Exercise description: Each record below is to be output unchanged, and any picture is to be dropped.
─── Data extracts ───
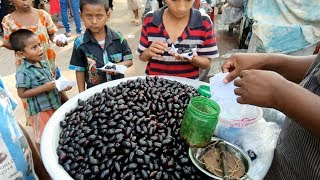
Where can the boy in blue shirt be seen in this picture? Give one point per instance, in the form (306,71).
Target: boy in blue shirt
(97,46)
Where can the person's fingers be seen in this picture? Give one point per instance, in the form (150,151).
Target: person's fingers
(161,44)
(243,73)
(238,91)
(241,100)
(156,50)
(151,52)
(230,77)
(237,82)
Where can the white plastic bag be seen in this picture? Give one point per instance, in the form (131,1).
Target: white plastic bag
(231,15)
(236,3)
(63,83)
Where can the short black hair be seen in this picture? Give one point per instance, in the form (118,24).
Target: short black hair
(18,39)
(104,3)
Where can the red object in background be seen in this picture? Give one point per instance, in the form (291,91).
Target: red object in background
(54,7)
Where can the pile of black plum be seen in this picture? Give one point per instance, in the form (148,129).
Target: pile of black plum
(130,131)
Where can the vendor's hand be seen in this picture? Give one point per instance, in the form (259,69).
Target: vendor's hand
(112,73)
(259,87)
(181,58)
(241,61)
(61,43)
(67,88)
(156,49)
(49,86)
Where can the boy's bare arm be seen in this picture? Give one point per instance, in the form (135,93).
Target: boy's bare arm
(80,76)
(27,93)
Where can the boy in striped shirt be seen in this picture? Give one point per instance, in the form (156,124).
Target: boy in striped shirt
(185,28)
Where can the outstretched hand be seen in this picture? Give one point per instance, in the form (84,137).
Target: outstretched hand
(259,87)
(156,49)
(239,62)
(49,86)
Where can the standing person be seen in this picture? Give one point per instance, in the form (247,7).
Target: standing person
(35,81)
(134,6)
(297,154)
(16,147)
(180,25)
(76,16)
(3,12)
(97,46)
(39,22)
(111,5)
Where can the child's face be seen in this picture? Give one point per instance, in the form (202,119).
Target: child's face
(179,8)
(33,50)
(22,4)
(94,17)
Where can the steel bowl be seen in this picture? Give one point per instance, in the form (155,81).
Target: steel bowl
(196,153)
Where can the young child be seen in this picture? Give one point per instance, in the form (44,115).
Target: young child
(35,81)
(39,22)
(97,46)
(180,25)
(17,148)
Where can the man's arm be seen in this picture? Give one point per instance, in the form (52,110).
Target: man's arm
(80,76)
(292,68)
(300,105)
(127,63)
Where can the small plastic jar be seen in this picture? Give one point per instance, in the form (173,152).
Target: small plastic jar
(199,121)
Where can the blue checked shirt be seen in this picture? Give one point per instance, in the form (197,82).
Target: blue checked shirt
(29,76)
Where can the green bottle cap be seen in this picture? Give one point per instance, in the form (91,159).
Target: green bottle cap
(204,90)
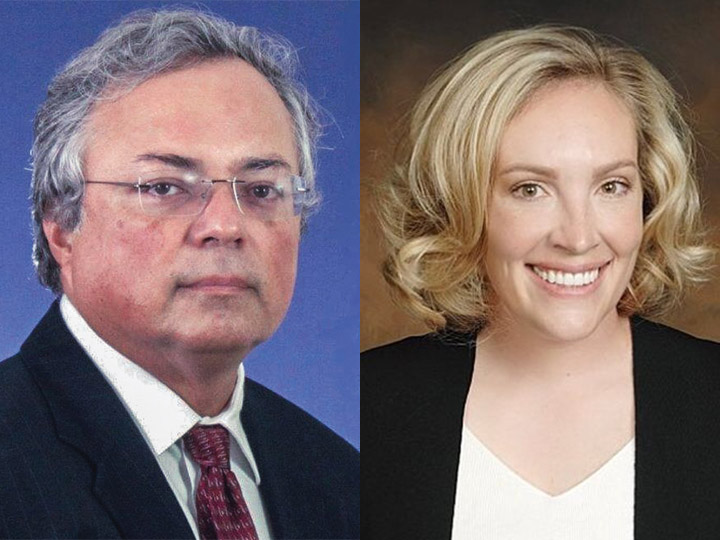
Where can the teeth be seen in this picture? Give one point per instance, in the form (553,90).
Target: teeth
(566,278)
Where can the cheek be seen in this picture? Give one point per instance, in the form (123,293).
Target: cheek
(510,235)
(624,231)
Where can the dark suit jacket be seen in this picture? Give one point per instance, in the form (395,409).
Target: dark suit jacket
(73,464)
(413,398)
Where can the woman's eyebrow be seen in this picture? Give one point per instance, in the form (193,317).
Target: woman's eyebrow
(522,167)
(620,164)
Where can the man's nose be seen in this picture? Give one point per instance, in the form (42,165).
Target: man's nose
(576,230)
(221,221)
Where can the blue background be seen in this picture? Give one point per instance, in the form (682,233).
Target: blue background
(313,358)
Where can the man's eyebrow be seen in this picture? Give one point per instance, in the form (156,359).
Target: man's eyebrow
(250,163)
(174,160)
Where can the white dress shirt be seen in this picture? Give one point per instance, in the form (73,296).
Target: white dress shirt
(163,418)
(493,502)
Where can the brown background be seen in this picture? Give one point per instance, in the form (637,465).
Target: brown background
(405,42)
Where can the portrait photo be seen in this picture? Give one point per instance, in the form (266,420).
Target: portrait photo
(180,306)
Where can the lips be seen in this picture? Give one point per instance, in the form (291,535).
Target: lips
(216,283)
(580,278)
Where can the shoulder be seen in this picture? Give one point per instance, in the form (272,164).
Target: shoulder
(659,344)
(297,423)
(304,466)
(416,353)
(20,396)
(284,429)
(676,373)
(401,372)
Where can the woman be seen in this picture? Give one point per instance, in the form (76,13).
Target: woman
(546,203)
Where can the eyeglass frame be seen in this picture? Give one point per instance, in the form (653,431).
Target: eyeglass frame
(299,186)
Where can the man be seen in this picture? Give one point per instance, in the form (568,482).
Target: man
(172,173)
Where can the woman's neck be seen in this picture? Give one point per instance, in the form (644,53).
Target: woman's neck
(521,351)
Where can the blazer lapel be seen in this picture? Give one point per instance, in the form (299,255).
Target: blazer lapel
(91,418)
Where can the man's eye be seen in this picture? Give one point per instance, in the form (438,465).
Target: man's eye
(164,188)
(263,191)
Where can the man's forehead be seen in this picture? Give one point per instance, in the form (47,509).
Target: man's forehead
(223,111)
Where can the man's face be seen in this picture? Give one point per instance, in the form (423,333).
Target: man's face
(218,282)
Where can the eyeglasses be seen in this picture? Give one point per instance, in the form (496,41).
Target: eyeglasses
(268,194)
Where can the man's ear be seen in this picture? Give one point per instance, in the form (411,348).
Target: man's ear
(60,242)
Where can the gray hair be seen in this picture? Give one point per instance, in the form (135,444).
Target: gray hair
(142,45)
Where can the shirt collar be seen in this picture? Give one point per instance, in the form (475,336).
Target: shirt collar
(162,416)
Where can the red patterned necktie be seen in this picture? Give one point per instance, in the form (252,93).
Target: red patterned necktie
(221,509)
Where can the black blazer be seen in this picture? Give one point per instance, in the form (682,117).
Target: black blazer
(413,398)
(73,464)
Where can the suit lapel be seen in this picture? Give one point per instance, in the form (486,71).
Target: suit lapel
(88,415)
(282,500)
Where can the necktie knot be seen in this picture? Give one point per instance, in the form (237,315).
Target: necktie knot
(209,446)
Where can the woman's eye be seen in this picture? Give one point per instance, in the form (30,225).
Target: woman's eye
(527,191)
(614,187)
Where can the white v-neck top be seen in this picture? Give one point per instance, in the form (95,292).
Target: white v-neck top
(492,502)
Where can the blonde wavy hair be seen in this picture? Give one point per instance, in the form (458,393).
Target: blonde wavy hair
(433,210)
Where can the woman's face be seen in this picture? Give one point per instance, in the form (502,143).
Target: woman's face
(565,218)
───
The answer:
Where can the boy in blue shirt be seen in this picture? Give one point per instance, in the form (306,71).
Target: boy in blue shirt
(97,46)
Where can the person's fingers be seen in this picture? Give one point per instance, in the form (150,151).
Target: person's fingers
(161,44)
(243,73)
(238,91)
(241,100)
(156,50)
(151,52)
(230,77)
(237,82)
Where can the white plastic bag be seen in this picture? Give one point per instance, in the form (131,1).
Target: white plastic bag
(231,15)
(236,3)
(63,83)
Where can the short black hair be seen in this picture? Give one point per instance, in the form (118,24).
Target: short black hair
(18,39)
(104,3)
Where can the red object in background be seen in this picture? Give one point per instance, in the form (291,91).
Target: red object in background
(54,7)
Where can the pile of black plum be seen in this picture? Give one point per instance, in the form (148,129).
Target: pile of black plum
(130,131)
Where can the vendor's hand be seen in this picture? Give one point per instance, in the form (259,69).
Target: vendor's hand
(112,73)
(259,87)
(181,58)
(241,61)
(61,43)
(67,88)
(156,49)
(49,86)
Where can the boy's bare arm be seen in this picture? Give one point per instance, in the form (135,93).
Target: boy's bare arm
(80,76)
(27,93)
Where can the boy in striped shirt be seen in this picture? Give one point per instance, in the form (156,124).
Target: boy in striped shirt
(185,28)
Where can the outstretched hand be seen in this picture? Give one point per instance, in the form (84,137).
Target: outstretched hand
(259,87)
(156,49)
(239,62)
(49,86)
Where can the standing person be seen in this picture? Give one point per instance, in the form (247,7).
Target: standing person
(35,81)
(134,6)
(297,154)
(16,147)
(180,25)
(76,16)
(3,12)
(97,46)
(39,22)
(111,5)
Where can the child's face be seen in this picture? Give one point per instance, in the form (202,119).
Target: child's face
(179,8)
(33,50)
(22,4)
(94,17)
Where can the steel bowl be seen in this picture? Give one point per instance, in the form (155,81).
Target: steel bowl
(196,153)
Where can the young child be seen in this picture? Give one point per instance, in the form (44,115).
Target: young child
(35,81)
(39,22)
(97,46)
(180,25)
(17,148)
Where can the man's arm be seen in this picture? Give one point per instance, in the form (52,110).
Target: man's arm
(80,76)
(292,68)
(300,105)
(127,63)
Where can the small plastic jar be seen in this picture? Give one point per instance, in the form (173,152).
Target: small plastic jar
(199,121)
Where can the blue checked shirt be seen in this picture? Give one point per instance, in the form (197,82).
Target: blue checked shirt
(29,76)
Where can the green bottle cap be seen in this picture? Give one point per instance, in the form (91,159).
Target: green bottle cap
(204,90)
Where can the teeth be seen in this picture? Give one point per instance, in the form (553,90).
Target: teeth
(566,278)
Where can the cheek be seen in this picture? Give one point per instance, in the form (123,293).
Target: cheek
(510,235)
(624,231)
Where can the dark suit jacket be seen in this picture? Give one point per instance, in the form (395,409).
Target: dark suit jacket
(73,464)
(413,398)
Where can the woman's eyebrow be seen in this picture? Give one point per instance, in the form (193,317).
Target: woman's eyebrow
(522,167)
(620,164)
Where can the man's nose be seen in this picture? Give one point per instance, in the form (42,165).
Target: man's nose
(576,230)
(221,221)
Where can the blue background be seen in this picture? Give one point per instance, in the form (682,233).
Target: blue background
(313,358)
Where can the man's eyebrow be seen in this picture? Give one point per instance, in the form (156,359).
Target: man's eyebrow
(250,163)
(174,160)
Where can the white dress shirt be seen in this picture? Give one point per instance, in the form (73,296).
Target: white dress shirt
(163,418)
(493,502)
Where can the brown background be seen in this picture? Give one point per instance, in the form (637,465).
Target: brown background
(405,42)
Where can the portrait photo be seen in this picture? Give one point per instance, in the form (266,420).
Target: portrait photo
(180,306)
Where can the lips be seen in this picture? Give one point per instance, in the form (291,535).
Target: lips
(216,283)
(580,278)
Where can the shoulder be seen in this picture? Give one point per instance, in the form (272,164).
Target: shoulder
(659,344)
(297,423)
(304,466)
(416,353)
(20,396)
(284,429)
(676,373)
(401,372)
Where can the woman be seen in this picture? Give one point per instance, in the form (76,13).
Target: woman
(546,203)
Where can the eyeglass frame be seen in this picture? Give one point per instance, in the form (653,431).
Target: eyeglass frame
(299,186)
Where can the man be seen in this picture? Give one point per instance, in the form (568,482).
Target: man
(172,173)
Where can the woman's neck be seen in this picture? Give one point per instance, in the form (644,53).
Target: woman's neck
(521,351)
Where can the blazer lapel be seen in this picture? Give one point per instance, in the form (299,255).
Target: blazer lapel
(91,418)
Where can the man's eye be seen in this picture? Give one point per instance, in the form (438,465).
Target: man's eye
(164,188)
(263,191)
Where can the man's forehead be seen in this picture? Give one point per instance, in the form (47,509).
Target: man's forehead
(223,111)
Where can the man's face be seen in this picture? Give one point per instance, in the form (423,333).
Target: man's face
(218,282)
Where can the eyeglasses be seen in this picture? Give one point per instance, in the form (496,41).
Target: eyeglasses
(268,194)
Where can the man's ear be seen in this picture? Give one point per instance, in the form (411,348).
Target: man's ear
(60,242)
Where can the gray hair be seen in this picture? Give one point per instance, in the form (135,444).
Target: gray hair
(142,45)
Where can the shirt collar be seen in this picture? Give one point per instance, in the form (475,336).
Target: shirt collar
(162,416)
Where can the red patterned necktie be seen in this picture? Give one point per instance, in the form (252,93).
Target: red patterned necktie
(221,509)
Where can the black blazer be seen in this picture? Give one point per instance, in the form (682,117).
Target: black blazer
(413,398)
(73,464)
Where can the suit lapel be seen in this picture? Give one point per instance, in the form (486,71).
Target: suit lapel
(88,415)
(282,500)
Where can the necktie knot be seen in this picture? Give one point per instance, in the form (237,315).
Target: necktie knot
(209,446)
Where can the woman's eye be seen in this picture? Give one point per instance, in the form (30,225).
Target: woman's eye
(527,191)
(614,187)
Where can the white v-neck top be seen in this picture? Give one point per instance, in the form (95,292).
Target: white v-neck top
(492,502)
Where can the blonde wavy hair be seen in this picture? Give one point per instance, in the form (458,393).
Target: blonde wavy hair
(433,210)
Where can the woman's face be seen in this picture? Give one point per instance, in the form (502,143).
Target: woman's face
(565,218)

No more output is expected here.